> **Text**
▶

Scientific classification
- Kingdom: Plantae
- Clade: Embryophytes
- Clade: Tracheophytes
- Clade: Spermatophytes
- Clade: Angiosperms
- Clade: Eudicots
- Clade: Rosids
- Order: Myrtales
- Family: Myrtaceae
- Genus: Melaleuca
- Species: M. xerophila
- Binomial name: Melaleuca xerophila Barlow

= Melaleuca xerophila =

- Genus: Melaleuca
- Species: xerophila
- Authority: Barlow
- Conservation status: LC

Species of shrub

Melaleuca xerophila is a shrub or small tree in the myrtle family Myrtaceae and is native to arid parts of South Australia and Western Australia. It is a large shrub with narrow leaves and heads of white or cream-coloured flowers in spring.

==Description==
Melaleuca xerophila is a large shrub or small spreading tree which grows to a height of 3-6 m and has fibrous or papery bark. The leaves are alternately or spirally arranged, narrow elliptic in shape, 1.8-5.2 mm long and 0.9-1.5 mm wide.

The flowers are white or cream-coloured and are arranged in heads near the ends of the branches, each head usually consisting of one to nine individual flowers. The base of the flower is 1.6-2.2 mm long. The stamens are arranged in bundles of five around the flower, with 15 to 22 stamens in each bundle. Flowering occurs in October and November and is followed by fruit which are woody capsules, 2.5-3.5 mm long and wide, cup-shaped or barrel-shaped and which occur singly or in clusters.

◀

> **What to do**
• 1. Answer these questions about the Melaleuca xerophila text:
(a) In which Australian states is the species native?
(b) To what height does the shrub or tree grow?
(c) In which months does flowering occur?
• 2. Can you carry on the Melaleuca xerophila text, starting after its last sentence?
The records bear no relation to the text on Melaleuca xerophila.

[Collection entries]

▶

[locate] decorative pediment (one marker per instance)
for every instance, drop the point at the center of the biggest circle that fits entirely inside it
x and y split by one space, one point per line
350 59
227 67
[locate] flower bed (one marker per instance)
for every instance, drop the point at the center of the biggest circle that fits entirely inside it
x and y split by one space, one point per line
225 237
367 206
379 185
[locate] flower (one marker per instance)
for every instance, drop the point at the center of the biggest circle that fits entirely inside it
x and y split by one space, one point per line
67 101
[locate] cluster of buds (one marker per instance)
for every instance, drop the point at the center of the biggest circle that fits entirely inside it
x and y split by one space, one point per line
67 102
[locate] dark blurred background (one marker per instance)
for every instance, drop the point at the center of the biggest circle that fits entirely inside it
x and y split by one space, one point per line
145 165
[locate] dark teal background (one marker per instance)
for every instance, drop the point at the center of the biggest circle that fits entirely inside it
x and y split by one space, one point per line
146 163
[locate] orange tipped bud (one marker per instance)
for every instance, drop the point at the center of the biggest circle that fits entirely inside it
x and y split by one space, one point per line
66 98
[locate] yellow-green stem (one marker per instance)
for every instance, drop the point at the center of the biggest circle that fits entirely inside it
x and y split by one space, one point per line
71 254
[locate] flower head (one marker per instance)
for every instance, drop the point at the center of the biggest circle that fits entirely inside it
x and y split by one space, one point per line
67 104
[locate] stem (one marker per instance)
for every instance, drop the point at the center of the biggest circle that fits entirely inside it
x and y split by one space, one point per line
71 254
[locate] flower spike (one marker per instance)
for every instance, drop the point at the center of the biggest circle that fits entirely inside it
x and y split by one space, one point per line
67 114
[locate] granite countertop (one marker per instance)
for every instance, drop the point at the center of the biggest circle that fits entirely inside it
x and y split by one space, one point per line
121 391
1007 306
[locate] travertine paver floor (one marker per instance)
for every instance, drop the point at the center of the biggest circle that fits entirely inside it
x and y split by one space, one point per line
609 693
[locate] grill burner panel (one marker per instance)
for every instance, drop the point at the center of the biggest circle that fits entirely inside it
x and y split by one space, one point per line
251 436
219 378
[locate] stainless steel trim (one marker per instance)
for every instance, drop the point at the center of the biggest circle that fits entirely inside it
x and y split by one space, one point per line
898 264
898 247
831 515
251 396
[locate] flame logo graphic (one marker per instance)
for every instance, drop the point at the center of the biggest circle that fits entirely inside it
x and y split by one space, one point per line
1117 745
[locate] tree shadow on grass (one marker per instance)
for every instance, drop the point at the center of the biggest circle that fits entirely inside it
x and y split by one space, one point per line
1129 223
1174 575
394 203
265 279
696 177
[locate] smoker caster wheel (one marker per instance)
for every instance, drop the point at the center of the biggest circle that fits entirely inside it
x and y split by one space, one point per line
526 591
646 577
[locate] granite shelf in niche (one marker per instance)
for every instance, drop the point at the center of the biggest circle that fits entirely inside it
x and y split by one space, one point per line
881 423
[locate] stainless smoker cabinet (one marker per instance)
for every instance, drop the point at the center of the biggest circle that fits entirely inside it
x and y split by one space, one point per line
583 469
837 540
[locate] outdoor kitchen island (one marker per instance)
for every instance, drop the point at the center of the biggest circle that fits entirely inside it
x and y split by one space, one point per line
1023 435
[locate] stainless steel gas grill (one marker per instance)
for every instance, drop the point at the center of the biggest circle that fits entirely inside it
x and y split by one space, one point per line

◀

> **Written responses**
• 1.
(a) South Australia and Western Australia
(b) 3-6 m
(c) October and November

• 2.
==Taxonomy and naming==
Melaleuca xerophila was first formally described in 1988 by Bryan Barlow in Australian Systematic Botany. The specific epithet (xerophila) is derived from the Ancient Greek words ξερός (xeros), meaning "dry" and φίλος (phílos), meaning "dear one" or "friend", referring to the arid habitat of this species.

==Distribution and habitat==
This melaleuca occurs in arid locations in central South Australia and from the Roy Hill district south to the Leonora - Laverton district in Western Australia. It usually grows in depressions near salt lakes in calcareous soils.

==Conservation==
Melaleuca xerophila is classified as not threatened by the Government of Western Australia Department of Parks and Wildlife.

==Uses==

===Essential oils===
This leaf oil of this species is mostly monoterpenes but the yield is low.

===Horticulture===
This species may have use in land rehabilitation in very dry climates.